Data for review:

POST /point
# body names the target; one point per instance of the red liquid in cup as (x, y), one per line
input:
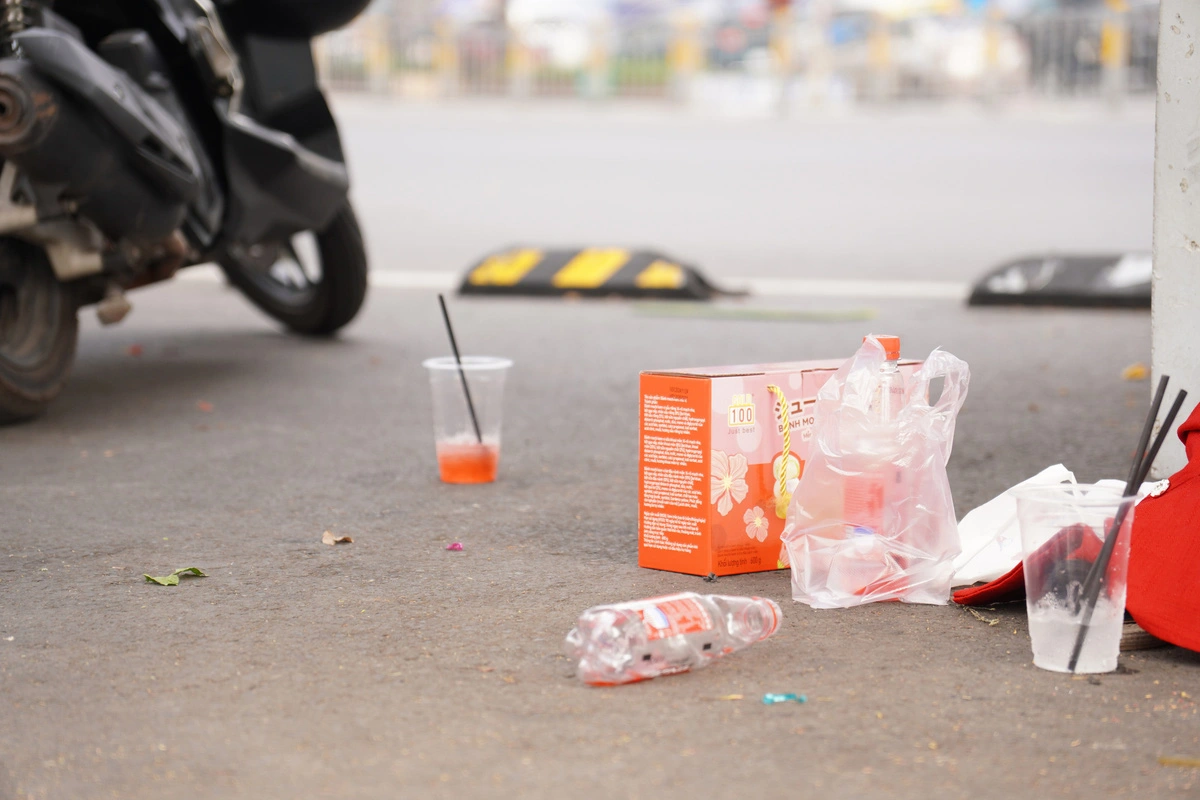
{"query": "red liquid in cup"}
(468, 463)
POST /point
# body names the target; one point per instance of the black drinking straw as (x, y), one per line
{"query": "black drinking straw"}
(457, 360)
(1138, 473)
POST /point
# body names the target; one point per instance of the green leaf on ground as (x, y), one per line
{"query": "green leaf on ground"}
(173, 578)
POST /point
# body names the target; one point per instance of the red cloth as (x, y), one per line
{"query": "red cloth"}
(1164, 555)
(1163, 590)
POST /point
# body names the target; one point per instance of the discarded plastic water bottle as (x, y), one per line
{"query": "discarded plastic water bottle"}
(629, 642)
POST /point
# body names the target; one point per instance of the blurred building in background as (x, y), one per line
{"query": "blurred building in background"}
(762, 53)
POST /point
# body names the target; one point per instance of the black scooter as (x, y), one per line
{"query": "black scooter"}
(139, 137)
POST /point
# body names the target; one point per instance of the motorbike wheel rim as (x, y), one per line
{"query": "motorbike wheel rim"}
(31, 307)
(293, 280)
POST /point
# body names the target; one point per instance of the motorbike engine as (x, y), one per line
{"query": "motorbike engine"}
(103, 151)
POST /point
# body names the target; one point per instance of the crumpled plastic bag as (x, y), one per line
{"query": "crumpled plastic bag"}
(871, 517)
(991, 537)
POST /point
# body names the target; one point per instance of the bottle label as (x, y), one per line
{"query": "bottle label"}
(864, 501)
(673, 615)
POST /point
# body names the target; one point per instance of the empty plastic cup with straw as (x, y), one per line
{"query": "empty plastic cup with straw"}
(468, 403)
(1063, 531)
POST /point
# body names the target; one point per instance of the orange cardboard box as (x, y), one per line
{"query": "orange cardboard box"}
(711, 461)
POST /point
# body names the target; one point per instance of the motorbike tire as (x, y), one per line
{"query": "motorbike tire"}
(39, 331)
(327, 306)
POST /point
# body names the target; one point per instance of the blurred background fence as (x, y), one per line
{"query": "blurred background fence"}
(768, 52)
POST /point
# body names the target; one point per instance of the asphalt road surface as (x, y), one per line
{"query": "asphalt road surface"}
(913, 194)
(391, 667)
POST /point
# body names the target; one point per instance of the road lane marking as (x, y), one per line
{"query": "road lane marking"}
(759, 287)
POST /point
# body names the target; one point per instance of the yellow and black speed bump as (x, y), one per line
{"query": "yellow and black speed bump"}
(592, 271)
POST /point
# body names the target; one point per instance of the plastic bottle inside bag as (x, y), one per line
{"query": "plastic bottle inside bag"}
(629, 642)
(874, 486)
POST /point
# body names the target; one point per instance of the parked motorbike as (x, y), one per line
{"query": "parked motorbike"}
(141, 137)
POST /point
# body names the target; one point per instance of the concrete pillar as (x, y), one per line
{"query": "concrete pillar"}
(1175, 314)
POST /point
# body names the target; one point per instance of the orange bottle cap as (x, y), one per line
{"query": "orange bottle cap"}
(891, 344)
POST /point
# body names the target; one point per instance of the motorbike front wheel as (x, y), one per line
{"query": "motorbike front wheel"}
(315, 283)
(39, 331)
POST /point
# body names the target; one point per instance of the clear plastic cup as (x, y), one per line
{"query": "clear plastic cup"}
(1063, 528)
(462, 456)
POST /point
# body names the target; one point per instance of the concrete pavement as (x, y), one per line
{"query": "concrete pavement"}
(391, 667)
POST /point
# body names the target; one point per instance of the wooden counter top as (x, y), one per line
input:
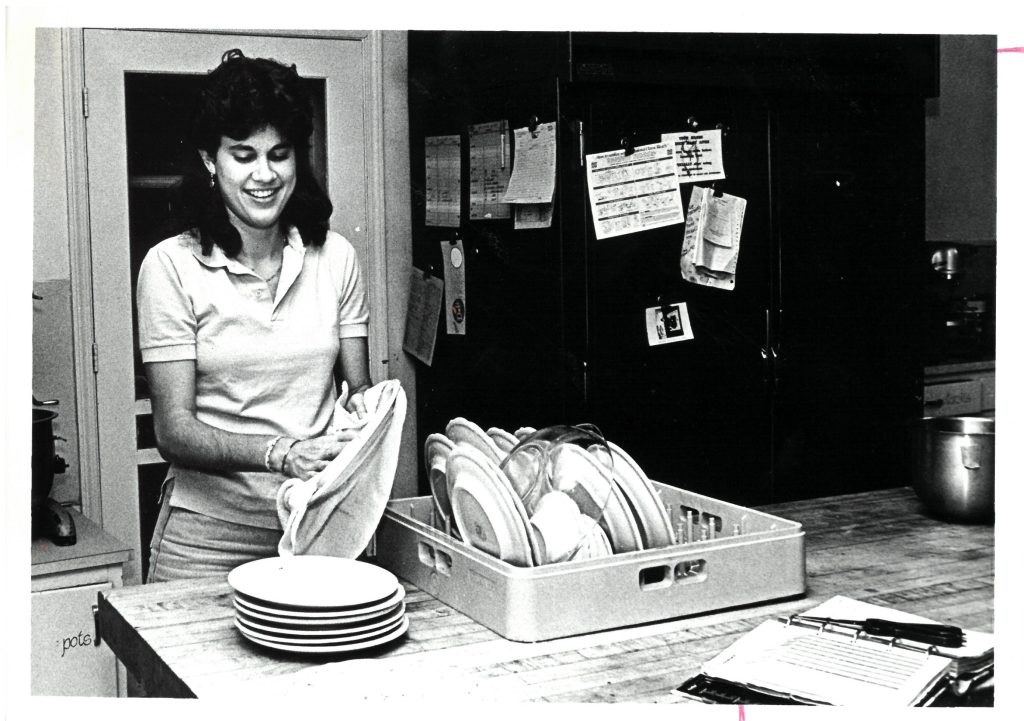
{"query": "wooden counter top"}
(179, 640)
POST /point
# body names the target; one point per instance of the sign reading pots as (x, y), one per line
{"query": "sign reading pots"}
(954, 468)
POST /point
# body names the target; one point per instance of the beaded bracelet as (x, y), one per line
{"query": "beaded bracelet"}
(288, 450)
(269, 449)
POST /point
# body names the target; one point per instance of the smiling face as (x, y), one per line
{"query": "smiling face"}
(256, 177)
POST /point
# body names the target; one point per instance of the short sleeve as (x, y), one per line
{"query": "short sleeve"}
(166, 319)
(353, 315)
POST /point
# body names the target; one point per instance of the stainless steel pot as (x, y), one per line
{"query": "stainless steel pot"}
(954, 468)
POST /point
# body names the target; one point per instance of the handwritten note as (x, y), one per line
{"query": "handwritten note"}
(534, 170)
(443, 180)
(636, 192)
(424, 309)
(711, 241)
(698, 155)
(489, 169)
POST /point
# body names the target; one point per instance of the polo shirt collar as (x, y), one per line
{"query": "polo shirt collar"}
(217, 258)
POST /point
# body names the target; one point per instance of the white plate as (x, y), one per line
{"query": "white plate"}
(503, 439)
(313, 583)
(462, 431)
(651, 516)
(484, 509)
(317, 626)
(292, 616)
(313, 634)
(435, 452)
(596, 545)
(570, 463)
(333, 648)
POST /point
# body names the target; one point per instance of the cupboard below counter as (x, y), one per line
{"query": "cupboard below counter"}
(179, 640)
(67, 661)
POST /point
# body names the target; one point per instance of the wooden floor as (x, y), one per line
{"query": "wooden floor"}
(179, 640)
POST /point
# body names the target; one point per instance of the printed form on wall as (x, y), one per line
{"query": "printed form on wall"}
(425, 293)
(534, 171)
(443, 180)
(698, 155)
(711, 241)
(636, 192)
(489, 169)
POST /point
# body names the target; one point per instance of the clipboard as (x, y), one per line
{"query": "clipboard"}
(813, 664)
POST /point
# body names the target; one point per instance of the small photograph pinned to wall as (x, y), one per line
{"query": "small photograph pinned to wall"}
(668, 324)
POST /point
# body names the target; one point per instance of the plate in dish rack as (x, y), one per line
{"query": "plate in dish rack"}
(435, 452)
(503, 439)
(652, 519)
(601, 501)
(484, 510)
(462, 431)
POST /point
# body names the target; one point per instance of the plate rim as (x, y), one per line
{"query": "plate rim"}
(621, 510)
(322, 633)
(296, 648)
(501, 497)
(650, 513)
(476, 432)
(313, 623)
(241, 581)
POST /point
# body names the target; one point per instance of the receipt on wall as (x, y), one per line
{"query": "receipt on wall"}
(636, 192)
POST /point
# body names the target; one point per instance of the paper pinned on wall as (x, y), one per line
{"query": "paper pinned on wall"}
(636, 192)
(534, 171)
(534, 215)
(425, 293)
(455, 287)
(697, 155)
(489, 169)
(668, 324)
(711, 241)
(443, 180)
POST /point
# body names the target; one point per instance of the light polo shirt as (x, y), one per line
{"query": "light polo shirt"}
(263, 364)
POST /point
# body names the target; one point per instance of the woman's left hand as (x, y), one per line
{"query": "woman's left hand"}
(356, 405)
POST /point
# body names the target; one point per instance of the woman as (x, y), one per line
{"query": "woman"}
(244, 319)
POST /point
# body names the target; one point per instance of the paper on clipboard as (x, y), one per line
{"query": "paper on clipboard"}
(838, 669)
(636, 192)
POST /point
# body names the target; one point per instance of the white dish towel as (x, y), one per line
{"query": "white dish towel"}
(336, 512)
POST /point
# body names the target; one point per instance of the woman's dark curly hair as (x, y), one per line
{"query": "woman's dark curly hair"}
(241, 96)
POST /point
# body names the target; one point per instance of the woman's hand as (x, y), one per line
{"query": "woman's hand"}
(356, 405)
(306, 458)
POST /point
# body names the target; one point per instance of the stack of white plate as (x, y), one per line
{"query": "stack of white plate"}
(317, 604)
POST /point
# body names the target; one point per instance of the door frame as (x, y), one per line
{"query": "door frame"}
(109, 477)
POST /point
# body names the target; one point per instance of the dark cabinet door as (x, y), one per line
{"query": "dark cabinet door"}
(850, 213)
(696, 413)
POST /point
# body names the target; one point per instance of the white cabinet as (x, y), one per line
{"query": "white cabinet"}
(67, 658)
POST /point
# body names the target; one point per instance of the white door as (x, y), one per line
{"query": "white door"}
(135, 84)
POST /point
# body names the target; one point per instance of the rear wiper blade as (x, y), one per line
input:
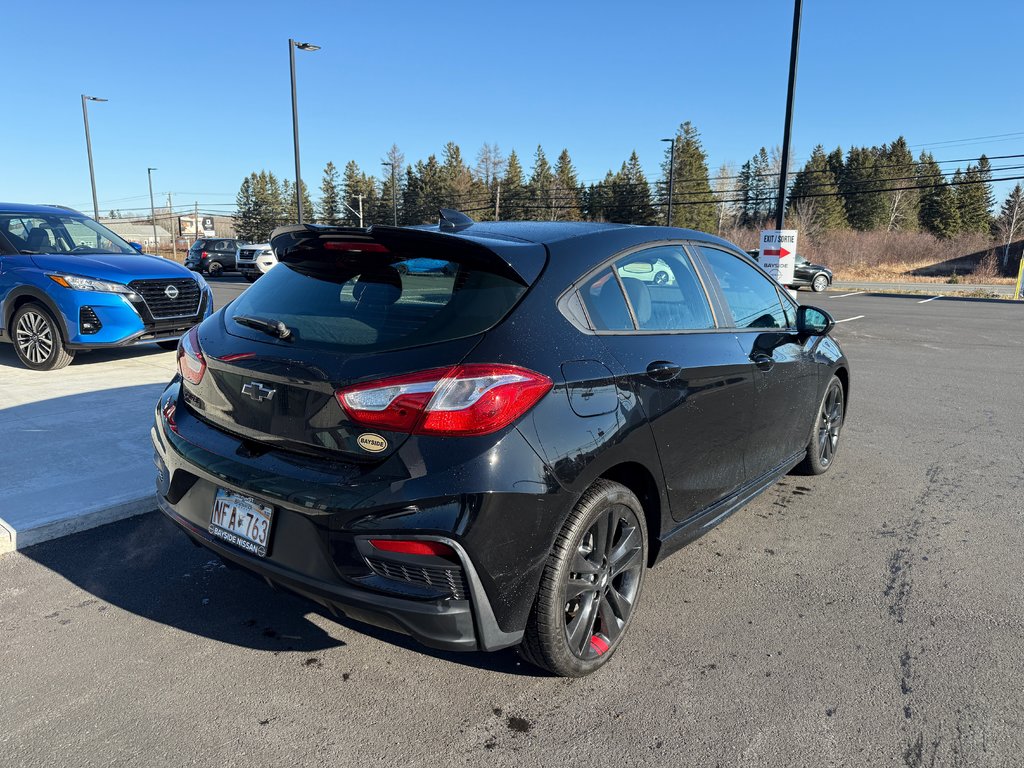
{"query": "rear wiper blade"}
(269, 327)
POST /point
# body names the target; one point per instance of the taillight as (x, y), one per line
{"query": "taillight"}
(192, 364)
(470, 399)
(413, 547)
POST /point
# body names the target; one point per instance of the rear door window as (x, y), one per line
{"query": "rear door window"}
(375, 307)
(665, 291)
(752, 297)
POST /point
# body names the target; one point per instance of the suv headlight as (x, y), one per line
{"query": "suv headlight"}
(78, 283)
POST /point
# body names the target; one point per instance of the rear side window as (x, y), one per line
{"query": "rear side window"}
(665, 291)
(375, 307)
(753, 298)
(605, 304)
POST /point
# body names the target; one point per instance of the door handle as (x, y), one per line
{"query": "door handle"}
(663, 371)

Work item:
Nothing should appear in the answer except the lines from the first line of the data through the line holding "drinking straw as (x, y), one per line", exactly as written, with pictures left out.

Problem solution:
POST /point
# body names the target; one point per instance of the red liquid in cup as (x, y), one per line
input:
{"query": "red liquid in cup"}
(468, 463)
POST /point
# body names the target; one point per instance of the black drinking straw as (x, y), one per line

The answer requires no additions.